Put the material from the line containing "Guideline: put one point on each instance of the small" through the end of the material into a numbered list, leaving out any blank lines.

----- Supplied records

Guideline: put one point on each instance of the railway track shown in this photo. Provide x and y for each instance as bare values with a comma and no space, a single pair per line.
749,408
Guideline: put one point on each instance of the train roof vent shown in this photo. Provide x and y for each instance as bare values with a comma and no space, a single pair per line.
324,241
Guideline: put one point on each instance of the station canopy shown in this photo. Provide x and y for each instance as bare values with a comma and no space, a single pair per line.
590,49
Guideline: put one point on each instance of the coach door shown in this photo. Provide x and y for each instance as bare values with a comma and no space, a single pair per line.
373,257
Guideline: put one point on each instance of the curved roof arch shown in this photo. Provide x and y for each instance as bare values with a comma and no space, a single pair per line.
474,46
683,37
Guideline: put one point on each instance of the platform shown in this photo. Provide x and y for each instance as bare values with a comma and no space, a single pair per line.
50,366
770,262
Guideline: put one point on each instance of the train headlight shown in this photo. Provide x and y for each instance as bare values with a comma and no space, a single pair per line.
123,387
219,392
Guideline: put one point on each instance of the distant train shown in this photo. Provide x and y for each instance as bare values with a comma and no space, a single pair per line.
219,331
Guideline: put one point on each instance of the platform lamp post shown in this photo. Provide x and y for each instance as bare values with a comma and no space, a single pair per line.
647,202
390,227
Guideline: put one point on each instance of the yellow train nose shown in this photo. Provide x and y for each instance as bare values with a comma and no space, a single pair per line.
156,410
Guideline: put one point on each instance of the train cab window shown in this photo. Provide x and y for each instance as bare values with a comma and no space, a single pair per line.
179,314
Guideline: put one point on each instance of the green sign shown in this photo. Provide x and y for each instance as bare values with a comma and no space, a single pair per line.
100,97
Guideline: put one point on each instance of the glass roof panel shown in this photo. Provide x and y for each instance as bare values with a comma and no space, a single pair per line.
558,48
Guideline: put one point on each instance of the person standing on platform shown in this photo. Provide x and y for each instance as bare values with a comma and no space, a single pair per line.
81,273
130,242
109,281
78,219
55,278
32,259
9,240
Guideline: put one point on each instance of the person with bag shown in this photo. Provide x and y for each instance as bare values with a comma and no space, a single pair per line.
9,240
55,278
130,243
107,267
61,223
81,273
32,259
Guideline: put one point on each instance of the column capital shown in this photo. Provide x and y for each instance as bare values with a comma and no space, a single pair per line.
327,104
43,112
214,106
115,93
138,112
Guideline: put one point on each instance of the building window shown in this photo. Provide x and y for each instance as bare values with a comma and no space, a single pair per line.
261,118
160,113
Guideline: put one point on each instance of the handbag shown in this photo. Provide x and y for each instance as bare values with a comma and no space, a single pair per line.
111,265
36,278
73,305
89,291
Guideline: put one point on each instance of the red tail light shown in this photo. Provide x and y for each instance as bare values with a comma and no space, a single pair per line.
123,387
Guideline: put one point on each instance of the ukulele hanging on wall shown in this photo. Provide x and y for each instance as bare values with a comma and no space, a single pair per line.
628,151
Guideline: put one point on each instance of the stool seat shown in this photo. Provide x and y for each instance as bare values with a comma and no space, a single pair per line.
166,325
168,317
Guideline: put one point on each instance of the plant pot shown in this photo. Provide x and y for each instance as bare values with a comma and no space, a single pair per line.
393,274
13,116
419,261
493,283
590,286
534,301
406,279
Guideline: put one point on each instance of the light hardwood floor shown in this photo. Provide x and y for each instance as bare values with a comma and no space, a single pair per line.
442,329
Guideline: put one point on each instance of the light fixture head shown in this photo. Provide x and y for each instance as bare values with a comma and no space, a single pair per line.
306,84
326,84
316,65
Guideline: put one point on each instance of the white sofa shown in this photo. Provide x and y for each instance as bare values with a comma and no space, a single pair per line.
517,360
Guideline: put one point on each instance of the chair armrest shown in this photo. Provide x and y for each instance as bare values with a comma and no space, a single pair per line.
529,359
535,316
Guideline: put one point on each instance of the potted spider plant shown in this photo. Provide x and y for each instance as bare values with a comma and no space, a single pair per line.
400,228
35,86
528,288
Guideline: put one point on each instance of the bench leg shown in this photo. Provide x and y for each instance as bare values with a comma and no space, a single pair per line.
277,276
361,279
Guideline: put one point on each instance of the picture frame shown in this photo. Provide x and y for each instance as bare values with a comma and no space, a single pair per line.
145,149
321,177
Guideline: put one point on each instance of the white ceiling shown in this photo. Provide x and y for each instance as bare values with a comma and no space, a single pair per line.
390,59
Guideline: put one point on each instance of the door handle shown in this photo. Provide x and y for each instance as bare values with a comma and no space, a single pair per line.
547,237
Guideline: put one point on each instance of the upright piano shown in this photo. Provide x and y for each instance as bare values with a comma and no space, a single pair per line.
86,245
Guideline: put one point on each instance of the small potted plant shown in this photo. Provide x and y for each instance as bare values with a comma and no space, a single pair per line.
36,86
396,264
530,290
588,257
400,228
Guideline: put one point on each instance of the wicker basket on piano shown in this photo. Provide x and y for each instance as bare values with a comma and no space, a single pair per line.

----------

**Answer to this problem**
1. Guideline: put one point on each instance of the small potted plant shown in this photo. Provide x and y for each instance as bare values with a comma and no space, a single pair per line.
2. 36,86
3. 396,264
4. 530,290
5. 588,257
6. 400,228
7. Guideline: put one point on each instance of the wicker basket on piano shown in this photo. Provide x and y for each instance as bare values with a comma and no space, a single pair per line.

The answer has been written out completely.